## [REQUIREMENT 1]
In the essay on mothering during the kids' post-college years, list every occasion the writer names after the words "It's no different from".
## [REQUIREMENT 2]
Write the next few paragraphs of the essay on mothering during the kids' post-college years, picking up after its final sentence.

— BEGIN PASSAGE PROVIDED —

Coming of Age Mothering During My Kids’ Post College Years

The dogs are last to know when the kids are coming and the first to know when they are leaving. They sense the undertow of the pack, but once the wave overtakes the house, the pooches delude themselves into thinking the kids are back for good. And sometimes, I do too.

Post college years
I needed to let me kids go and take a seat on the bleachers.

With kids in their 20’s that come more often than they did when they were in college, I’m trying my damndest not to jump on the first hovercraft circling my empty nest. Even though I can see the dogs slinking into a corner when the kids prepare their exit, I’m caught by surprise by a flood of feelings. The tears well up as the overstuffed bags of clean laundry line the front door.

There’s a nagging pang that blankets my gut when one of my children takes flight. It’s no different from the first day of kindergarten, or the overnight middle school trip, or relinquishing the car keys, or being greeted on the steps of the freshman dorm and knocked over by the smell of pot wafting out the windows, or offering advice about bosses who border on abusive. I worry.

Don’t get on that bus…don’t get into the car…don’t step foot in that office.

[More on why it hurts so much to see our kids grow up here.]

I needed to let my kids go

Each time, that deep achy pit tells me to grab them tight and not let them stream too close to the combat zone. But I don’t. I respect them too much for that. And of course, I’m the one who knows. I know what I’ve given them. I know where they’ve been. I know what they are capable of.

But I don’t know where they’ll go. So domestic scenes are approached with a rounded softness, making sure not to let my guard down too far – for fear that they’ll suspect that I’m waiting for the other shoe to drop.

Perched comfortably on my empty nest, I thought I had this figured out. The pain is unbearable at first. The empty place at the dinner table cannot possibly heal. Then it’s swell. Candlelight dinners at 9, adult conversations, clean bathrooms! Could all this freedom be real?

My friend’s daughter moved home after college. I can tell it’s not easy, but it’s necessary. She wonders if she’s “mom enough” for this new coming home phase of parenting. Raising kids is humbling, and my friend’s mothering roadmap has been severely thrown off course. A roots and wings navigational hiccup of sorts.

I get it, just when my friend thought she got out unscathed, she’s caught again in a mothering disruption. I inform her this chapter is a wide phenomenon that requires a decidedly different set of boundaries. Confounded, she thought she was done with the heart pain of extreme parenting.

It’s time to take a seat in the bleachers

With parenting days on simmer, if we know what’s good for us, I tell my friend it’s time to take a seat in the bleachers and enjoy the dog days of mothering, to look at her daughter’s presence as a bonus prize, as she gets a front seat to watch those beautiful transitional wings take flight.

— END PASSAGE PROVIDED —
— BEGIN RECORDS —

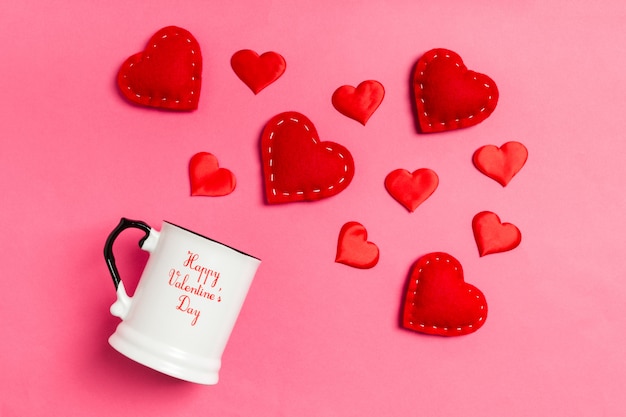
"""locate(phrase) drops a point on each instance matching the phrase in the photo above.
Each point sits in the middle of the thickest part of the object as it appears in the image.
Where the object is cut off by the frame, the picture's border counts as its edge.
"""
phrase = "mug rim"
(212, 240)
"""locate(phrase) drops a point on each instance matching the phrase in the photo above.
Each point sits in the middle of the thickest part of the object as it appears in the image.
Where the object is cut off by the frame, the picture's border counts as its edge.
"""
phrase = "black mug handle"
(108, 247)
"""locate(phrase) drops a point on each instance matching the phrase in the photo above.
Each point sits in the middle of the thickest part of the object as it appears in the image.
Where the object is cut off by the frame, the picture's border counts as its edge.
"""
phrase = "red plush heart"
(207, 178)
(438, 301)
(411, 189)
(297, 166)
(353, 248)
(501, 164)
(493, 236)
(359, 103)
(167, 74)
(257, 72)
(449, 96)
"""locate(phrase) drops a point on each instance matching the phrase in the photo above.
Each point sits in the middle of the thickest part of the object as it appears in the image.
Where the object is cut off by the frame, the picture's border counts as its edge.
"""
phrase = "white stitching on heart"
(457, 120)
(147, 56)
(271, 161)
(432, 326)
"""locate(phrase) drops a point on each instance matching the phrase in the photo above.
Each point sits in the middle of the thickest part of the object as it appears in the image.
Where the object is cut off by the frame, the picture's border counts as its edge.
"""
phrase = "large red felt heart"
(353, 248)
(207, 178)
(501, 164)
(438, 301)
(359, 103)
(167, 74)
(411, 189)
(449, 96)
(493, 236)
(297, 166)
(257, 72)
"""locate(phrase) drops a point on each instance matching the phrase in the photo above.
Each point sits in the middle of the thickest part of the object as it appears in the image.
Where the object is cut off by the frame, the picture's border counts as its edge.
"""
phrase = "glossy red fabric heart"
(207, 178)
(501, 164)
(297, 166)
(438, 301)
(257, 71)
(359, 103)
(167, 74)
(411, 189)
(448, 95)
(493, 236)
(353, 248)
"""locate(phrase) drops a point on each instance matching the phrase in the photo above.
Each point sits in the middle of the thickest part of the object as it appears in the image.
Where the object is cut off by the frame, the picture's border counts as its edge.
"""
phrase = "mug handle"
(108, 247)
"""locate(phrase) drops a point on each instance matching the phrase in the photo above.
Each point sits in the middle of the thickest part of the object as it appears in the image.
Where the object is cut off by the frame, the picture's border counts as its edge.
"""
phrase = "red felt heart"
(167, 74)
(297, 166)
(359, 103)
(411, 189)
(207, 178)
(449, 96)
(501, 164)
(353, 248)
(257, 72)
(493, 236)
(438, 301)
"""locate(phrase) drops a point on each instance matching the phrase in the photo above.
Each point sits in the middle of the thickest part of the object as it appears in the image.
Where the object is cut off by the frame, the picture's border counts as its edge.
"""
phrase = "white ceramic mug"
(186, 303)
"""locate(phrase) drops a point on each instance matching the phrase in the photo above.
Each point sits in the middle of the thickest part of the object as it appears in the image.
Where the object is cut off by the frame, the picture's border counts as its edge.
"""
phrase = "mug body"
(185, 305)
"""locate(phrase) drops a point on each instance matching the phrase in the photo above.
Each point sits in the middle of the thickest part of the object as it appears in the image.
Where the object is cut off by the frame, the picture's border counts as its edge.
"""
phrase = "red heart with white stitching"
(207, 178)
(438, 301)
(167, 74)
(359, 103)
(353, 248)
(411, 189)
(257, 71)
(297, 166)
(493, 236)
(448, 95)
(501, 164)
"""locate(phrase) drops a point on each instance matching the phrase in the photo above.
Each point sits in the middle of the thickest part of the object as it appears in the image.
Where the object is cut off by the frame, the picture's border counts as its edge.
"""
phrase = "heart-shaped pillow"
(359, 103)
(448, 95)
(411, 188)
(493, 236)
(501, 164)
(297, 166)
(167, 74)
(207, 178)
(257, 71)
(438, 301)
(353, 248)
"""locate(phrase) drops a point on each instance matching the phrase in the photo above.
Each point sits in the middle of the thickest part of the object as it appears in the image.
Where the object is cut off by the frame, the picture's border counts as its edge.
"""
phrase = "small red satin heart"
(359, 103)
(411, 189)
(501, 164)
(297, 166)
(257, 72)
(448, 95)
(493, 236)
(438, 301)
(207, 178)
(353, 248)
(167, 74)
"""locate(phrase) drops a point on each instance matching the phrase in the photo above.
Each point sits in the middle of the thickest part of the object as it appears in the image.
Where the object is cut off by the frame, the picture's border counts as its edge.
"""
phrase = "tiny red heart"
(448, 95)
(359, 103)
(257, 71)
(493, 236)
(503, 163)
(297, 166)
(411, 189)
(438, 301)
(207, 178)
(353, 248)
(167, 74)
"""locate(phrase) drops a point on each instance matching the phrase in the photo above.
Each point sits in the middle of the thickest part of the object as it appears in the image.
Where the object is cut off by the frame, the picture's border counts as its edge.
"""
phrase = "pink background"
(317, 338)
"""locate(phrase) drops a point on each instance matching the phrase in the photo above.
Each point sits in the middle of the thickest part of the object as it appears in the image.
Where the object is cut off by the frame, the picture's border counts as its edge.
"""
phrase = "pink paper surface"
(318, 338)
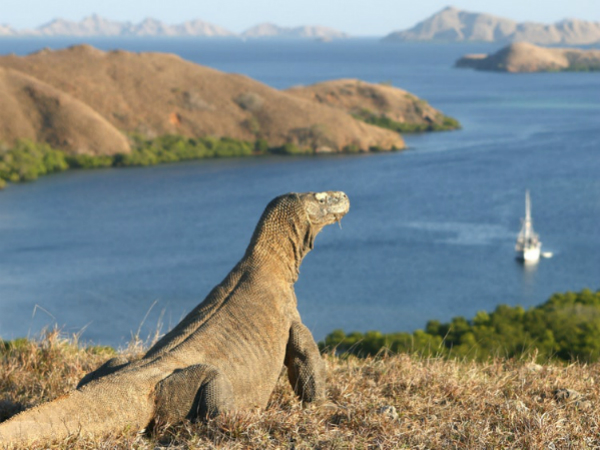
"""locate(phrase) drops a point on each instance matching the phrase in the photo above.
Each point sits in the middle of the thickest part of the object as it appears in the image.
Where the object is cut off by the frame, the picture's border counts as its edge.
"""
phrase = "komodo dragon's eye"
(321, 197)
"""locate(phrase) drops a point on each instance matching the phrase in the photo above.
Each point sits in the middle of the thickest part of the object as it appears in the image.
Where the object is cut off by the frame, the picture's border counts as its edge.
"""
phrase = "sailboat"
(528, 246)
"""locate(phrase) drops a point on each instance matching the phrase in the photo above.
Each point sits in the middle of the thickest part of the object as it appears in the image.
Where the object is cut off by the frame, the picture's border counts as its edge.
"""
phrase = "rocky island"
(379, 104)
(82, 107)
(524, 57)
(456, 25)
(154, 94)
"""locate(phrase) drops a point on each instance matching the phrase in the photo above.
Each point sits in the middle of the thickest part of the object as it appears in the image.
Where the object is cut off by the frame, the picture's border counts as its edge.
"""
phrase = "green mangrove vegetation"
(27, 160)
(566, 327)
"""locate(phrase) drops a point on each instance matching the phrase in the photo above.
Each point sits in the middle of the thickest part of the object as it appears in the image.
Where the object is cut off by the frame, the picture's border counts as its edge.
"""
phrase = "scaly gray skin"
(227, 353)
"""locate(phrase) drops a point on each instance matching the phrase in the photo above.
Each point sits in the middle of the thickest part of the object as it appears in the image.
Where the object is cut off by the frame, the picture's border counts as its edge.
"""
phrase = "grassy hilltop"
(398, 401)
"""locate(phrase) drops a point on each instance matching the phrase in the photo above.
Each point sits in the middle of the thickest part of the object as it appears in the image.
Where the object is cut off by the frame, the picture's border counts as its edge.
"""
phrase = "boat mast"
(527, 224)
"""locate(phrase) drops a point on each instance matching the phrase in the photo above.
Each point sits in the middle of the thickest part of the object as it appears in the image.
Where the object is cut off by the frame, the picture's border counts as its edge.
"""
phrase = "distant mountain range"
(96, 25)
(454, 25)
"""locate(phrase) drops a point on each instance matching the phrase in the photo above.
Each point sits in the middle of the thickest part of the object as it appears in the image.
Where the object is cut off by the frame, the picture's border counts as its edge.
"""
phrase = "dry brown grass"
(439, 404)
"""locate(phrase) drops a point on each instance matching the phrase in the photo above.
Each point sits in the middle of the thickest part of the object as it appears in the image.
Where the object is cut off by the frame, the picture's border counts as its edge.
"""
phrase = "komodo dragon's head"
(291, 222)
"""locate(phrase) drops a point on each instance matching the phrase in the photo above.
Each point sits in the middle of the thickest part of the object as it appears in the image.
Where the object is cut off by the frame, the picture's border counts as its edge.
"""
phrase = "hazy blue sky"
(358, 17)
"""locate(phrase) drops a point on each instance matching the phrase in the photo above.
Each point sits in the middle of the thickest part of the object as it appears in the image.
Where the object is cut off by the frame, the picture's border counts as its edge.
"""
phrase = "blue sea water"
(431, 230)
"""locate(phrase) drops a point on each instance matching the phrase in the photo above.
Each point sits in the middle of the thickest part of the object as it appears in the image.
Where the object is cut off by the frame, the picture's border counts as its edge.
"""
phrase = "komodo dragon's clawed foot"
(196, 392)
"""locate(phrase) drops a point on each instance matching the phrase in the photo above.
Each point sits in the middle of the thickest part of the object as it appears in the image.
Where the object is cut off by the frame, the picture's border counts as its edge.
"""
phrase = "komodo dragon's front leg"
(306, 368)
(196, 392)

— END RECORDS —

## [EXERCISE RESULT 1]
- The first day of kindergarten
- The overnight middle school trip
- Relinquishing the car keys
- Being greeted on the steps of the freshman dorm and knocked over by the smell of pot wafting out the windows
- Offering advice about bosses who border on abusive

## [EXERCISE RESULT 2]
I reassure her that if our mothering worked its magic, instructions are tattooed on our children’s wings. Of course, not the kind that anyone can see except for us. Will they crash-land a few times before they reach their dreams, carrying our hearts? Yes, most certainly.

So the mothering beat goes on. They come, they go. And as we’ve seen before in the annals of social lives of mother/child relationships, it’s hard to recognize change as we live through it. My change is coming of age, which is why I’ve unceremoniously dropped these three words from my mothering vocabulary.

The words I’ve had to drop from my vocabulary

1. Control

According to a recent Pew Research Center study, 36% of young adults ages 18-31 now live with their parents. Mine do not. And they remind me of that often. My children succeed and struggle elsewhere, on their terms. This takes the control issue out of my inept hands.

2. Expectations

With a forced self-awareness, I’ve painstakingly dumped these like hot potatoes. Great expectations are not so great when they belong to someone else – you. Not them. These easily misinterpreted and misaligned dreams seem just plain wrong.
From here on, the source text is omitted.